**SCHRIFTLICHE AUFGABE**
Filtere aus den folgenden Daten alle Zeilen heraus, in denen das Wort „railing“ vorkommt, und gib diese Zeilen unverändert wieder.

**EINGABEDATEN**
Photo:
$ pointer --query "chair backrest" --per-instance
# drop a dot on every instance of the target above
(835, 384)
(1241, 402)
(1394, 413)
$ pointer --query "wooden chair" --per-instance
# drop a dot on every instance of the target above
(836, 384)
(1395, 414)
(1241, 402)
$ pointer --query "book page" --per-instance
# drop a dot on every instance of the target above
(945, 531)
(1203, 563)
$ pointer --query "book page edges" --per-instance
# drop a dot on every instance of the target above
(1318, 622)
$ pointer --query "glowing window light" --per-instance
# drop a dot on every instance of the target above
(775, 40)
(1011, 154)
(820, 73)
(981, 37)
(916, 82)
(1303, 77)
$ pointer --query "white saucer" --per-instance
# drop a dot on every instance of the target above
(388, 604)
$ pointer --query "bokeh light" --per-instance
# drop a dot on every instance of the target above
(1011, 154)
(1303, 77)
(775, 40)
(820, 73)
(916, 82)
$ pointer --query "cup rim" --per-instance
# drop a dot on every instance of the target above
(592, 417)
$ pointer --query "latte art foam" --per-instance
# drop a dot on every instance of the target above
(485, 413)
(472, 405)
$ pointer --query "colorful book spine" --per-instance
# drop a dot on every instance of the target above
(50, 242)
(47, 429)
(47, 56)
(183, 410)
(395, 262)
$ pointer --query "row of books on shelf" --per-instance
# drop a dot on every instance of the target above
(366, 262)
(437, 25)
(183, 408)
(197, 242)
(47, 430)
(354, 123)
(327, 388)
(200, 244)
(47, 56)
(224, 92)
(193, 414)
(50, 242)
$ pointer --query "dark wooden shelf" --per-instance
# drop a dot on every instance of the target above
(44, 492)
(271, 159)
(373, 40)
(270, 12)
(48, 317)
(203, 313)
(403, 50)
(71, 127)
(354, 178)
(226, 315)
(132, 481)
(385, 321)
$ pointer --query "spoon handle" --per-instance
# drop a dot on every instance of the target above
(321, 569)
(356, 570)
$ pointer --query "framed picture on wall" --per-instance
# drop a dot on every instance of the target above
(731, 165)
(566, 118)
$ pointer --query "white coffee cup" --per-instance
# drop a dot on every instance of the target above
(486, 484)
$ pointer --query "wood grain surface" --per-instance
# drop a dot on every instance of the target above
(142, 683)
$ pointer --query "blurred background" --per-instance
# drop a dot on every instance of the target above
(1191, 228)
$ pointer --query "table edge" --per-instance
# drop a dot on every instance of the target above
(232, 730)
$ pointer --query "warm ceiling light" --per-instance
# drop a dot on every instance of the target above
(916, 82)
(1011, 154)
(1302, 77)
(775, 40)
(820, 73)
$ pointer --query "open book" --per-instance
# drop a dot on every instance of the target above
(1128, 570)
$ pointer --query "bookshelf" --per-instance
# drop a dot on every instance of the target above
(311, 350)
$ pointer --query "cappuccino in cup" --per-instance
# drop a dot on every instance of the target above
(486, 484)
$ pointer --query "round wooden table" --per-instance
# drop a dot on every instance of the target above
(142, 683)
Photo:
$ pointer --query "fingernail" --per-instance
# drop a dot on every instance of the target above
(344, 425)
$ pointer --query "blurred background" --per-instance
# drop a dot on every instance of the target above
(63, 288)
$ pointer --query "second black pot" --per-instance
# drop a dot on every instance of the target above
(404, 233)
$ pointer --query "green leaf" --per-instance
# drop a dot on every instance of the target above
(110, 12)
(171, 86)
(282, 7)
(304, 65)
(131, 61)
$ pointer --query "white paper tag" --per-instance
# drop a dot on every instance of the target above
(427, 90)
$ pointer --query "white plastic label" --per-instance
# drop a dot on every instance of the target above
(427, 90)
--
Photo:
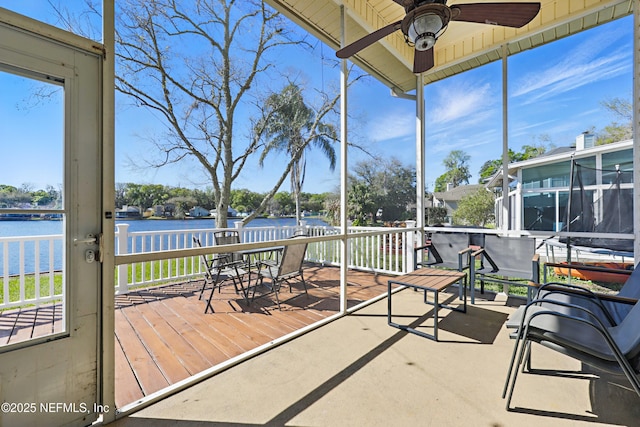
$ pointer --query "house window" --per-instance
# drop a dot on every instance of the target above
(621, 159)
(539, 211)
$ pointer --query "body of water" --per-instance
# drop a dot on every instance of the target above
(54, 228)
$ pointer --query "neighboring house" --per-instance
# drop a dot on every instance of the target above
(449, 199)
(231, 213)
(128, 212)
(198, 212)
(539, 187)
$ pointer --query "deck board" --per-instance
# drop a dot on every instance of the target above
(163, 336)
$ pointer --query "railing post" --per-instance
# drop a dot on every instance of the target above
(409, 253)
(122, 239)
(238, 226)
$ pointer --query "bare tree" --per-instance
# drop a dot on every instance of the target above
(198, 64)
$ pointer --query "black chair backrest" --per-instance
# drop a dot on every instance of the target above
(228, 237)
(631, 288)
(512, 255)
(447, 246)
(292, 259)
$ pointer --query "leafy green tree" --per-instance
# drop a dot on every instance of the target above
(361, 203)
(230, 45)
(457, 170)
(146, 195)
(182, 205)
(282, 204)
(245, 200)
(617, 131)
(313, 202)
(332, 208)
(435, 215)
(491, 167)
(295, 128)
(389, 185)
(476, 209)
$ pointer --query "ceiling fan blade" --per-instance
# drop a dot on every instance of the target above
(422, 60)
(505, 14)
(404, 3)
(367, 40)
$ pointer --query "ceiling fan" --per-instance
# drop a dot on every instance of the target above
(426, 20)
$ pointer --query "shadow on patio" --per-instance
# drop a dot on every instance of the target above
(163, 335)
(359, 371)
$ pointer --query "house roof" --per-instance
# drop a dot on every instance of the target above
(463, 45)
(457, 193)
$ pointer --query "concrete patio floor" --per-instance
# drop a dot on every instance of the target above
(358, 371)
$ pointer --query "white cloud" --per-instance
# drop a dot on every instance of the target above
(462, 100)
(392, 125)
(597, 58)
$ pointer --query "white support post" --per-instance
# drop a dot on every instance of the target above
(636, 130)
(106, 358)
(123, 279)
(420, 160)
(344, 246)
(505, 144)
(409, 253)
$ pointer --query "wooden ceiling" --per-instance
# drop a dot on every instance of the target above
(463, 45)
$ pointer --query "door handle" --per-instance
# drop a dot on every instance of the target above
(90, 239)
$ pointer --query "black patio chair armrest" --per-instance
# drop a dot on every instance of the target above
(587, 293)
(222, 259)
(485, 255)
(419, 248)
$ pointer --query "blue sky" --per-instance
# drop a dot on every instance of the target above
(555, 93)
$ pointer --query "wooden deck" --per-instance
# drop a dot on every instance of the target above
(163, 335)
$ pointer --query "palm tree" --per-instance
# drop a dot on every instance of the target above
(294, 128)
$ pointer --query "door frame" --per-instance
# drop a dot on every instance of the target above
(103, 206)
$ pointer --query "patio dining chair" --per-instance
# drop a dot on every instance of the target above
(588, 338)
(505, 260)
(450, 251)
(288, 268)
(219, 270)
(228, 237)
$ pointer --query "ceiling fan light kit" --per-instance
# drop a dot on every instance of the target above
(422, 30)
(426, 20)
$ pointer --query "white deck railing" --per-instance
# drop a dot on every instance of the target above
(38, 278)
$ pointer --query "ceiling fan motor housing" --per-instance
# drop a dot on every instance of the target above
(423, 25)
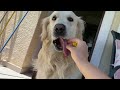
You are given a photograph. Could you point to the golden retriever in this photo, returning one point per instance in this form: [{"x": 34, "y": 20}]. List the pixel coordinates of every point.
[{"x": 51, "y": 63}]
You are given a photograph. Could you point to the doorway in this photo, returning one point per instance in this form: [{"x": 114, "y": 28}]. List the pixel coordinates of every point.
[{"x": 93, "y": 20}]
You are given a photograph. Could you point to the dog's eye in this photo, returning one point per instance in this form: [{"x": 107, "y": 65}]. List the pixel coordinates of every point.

**ENDERGEBNIS**
$ pointer --query "railing post" --per-instance
$ pointer --query "white deck railing" --per-instance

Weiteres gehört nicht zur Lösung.